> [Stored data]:
- - - - - - -
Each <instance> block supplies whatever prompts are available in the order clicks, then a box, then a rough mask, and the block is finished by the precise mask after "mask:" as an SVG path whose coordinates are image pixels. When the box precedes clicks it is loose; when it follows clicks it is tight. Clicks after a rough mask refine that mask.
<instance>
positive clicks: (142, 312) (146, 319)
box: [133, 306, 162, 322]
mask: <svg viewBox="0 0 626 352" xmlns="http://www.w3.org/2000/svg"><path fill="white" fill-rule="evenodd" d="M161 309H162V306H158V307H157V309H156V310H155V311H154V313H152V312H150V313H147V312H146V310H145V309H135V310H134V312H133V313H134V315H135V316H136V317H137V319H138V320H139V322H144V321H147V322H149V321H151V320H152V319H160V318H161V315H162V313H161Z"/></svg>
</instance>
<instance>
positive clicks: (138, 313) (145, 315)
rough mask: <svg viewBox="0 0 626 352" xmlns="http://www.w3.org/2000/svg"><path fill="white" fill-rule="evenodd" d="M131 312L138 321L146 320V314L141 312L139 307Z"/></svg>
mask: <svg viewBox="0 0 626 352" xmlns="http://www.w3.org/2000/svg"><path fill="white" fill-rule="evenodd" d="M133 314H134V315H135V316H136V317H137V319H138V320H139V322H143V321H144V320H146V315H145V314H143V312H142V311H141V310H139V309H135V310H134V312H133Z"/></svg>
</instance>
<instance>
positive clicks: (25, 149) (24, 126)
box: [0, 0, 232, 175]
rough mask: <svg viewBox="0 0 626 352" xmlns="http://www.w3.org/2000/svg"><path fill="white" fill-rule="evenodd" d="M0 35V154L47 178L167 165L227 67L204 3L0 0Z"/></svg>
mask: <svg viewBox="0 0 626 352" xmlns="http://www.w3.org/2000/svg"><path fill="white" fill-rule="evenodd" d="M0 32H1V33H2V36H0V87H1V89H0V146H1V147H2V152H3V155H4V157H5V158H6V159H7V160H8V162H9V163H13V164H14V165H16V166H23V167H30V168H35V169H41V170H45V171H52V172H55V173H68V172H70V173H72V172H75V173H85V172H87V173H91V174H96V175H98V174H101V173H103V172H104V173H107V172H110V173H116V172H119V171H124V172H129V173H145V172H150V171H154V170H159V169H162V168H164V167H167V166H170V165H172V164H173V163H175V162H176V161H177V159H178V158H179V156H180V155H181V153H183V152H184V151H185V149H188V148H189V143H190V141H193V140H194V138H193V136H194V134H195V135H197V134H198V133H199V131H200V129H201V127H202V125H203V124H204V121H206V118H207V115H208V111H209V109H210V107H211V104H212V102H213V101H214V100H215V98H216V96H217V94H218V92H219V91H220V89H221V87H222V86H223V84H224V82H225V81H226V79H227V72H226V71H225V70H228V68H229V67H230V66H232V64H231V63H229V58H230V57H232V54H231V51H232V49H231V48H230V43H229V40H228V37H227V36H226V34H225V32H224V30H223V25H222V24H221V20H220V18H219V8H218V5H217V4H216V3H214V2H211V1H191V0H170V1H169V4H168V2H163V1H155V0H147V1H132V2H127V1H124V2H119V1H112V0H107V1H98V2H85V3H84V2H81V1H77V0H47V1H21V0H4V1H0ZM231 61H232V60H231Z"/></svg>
- - - - - - -
> [Problem description]:
Please repeat the records so that each one reads exactly as it does above.

> [Result for this exercise]:
Each <instance> block supplies whatever prompts are available in the order clicks, then a box, then a rough mask, and the block is finished by the precise mask after "mask:" as an SVG path whose coordinates are image pixels. When the box precedes clicks it is loose; when it follows clicks it is tight. Clicks after a rough mask refine that mask.
<instance>
positive clicks: (142, 312) (146, 319)
box: [133, 306, 162, 322]
mask: <svg viewBox="0 0 626 352" xmlns="http://www.w3.org/2000/svg"><path fill="white" fill-rule="evenodd" d="M161 309H162V306H158V307H157V309H156V310H155V311H154V313H152V312H150V313H147V312H146V310H145V309H135V310H134V312H133V313H134V315H135V316H136V317H137V319H138V320H139V322H144V321H147V322H149V321H151V320H152V319H160V318H161V315H162V313H161Z"/></svg>
</instance>
<instance>
positive clicks: (138, 313) (145, 315)
rough mask: <svg viewBox="0 0 626 352" xmlns="http://www.w3.org/2000/svg"><path fill="white" fill-rule="evenodd" d="M131 312L138 321L146 320V314L141 312L139 307Z"/></svg>
mask: <svg viewBox="0 0 626 352" xmlns="http://www.w3.org/2000/svg"><path fill="white" fill-rule="evenodd" d="M133 314H134V315H135V316H136V317H137V319H138V320H139V322H143V321H144V320H146V315H145V314H143V312H142V311H141V310H139V309H135V310H134V312H133Z"/></svg>
</instance>
<instance>
positive clicks: (25, 149) (24, 126)
box: [0, 0, 232, 175]
rough mask: <svg viewBox="0 0 626 352" xmlns="http://www.w3.org/2000/svg"><path fill="white" fill-rule="evenodd" d="M0 35V154L47 178L167 165L227 67L204 3L0 0Z"/></svg>
mask: <svg viewBox="0 0 626 352" xmlns="http://www.w3.org/2000/svg"><path fill="white" fill-rule="evenodd" d="M0 32H1V33H2V36H0V87H1V89H0V146H1V147H2V152H3V155H4V157H5V158H6V159H7V160H8V162H9V163H13V164H14V165H16V166H23V167H30V168H35V169H41V170H45V171H52V172H55V173H68V172H70V173H72V172H75V173H85V172H87V173H91V174H96V175H98V174H101V173H103V172H104V173H107V172H110V173H116V172H119V171H124V172H129V173H145V172H150V171H154V170H159V169H162V168H164V167H167V166H170V165H172V164H173V163H175V162H176V161H177V159H178V158H179V156H180V155H181V153H183V152H184V151H185V149H188V148H189V143H190V141H193V140H194V138H193V136H194V134H195V135H197V134H198V133H199V131H200V129H201V127H202V125H203V124H204V121H206V118H207V115H208V111H209V109H210V107H211V104H212V102H213V101H214V100H215V98H216V96H217V94H218V92H219V91H220V89H221V87H222V86H223V84H224V82H225V81H226V79H227V72H226V71H225V70H228V68H229V67H230V66H232V64H231V63H229V58H230V57H232V54H231V51H232V49H231V48H230V43H229V40H228V37H227V36H226V34H225V32H224V30H223V25H222V24H221V20H220V18H219V8H218V5H217V4H216V3H214V2H211V1H191V0H170V1H169V4H168V2H163V1H155V0H147V1H132V2H127V1H124V2H119V1H112V0H107V1H98V2H85V3H84V2H81V1H77V0H47V1H21V0H4V1H0ZM231 61H232V60H231Z"/></svg>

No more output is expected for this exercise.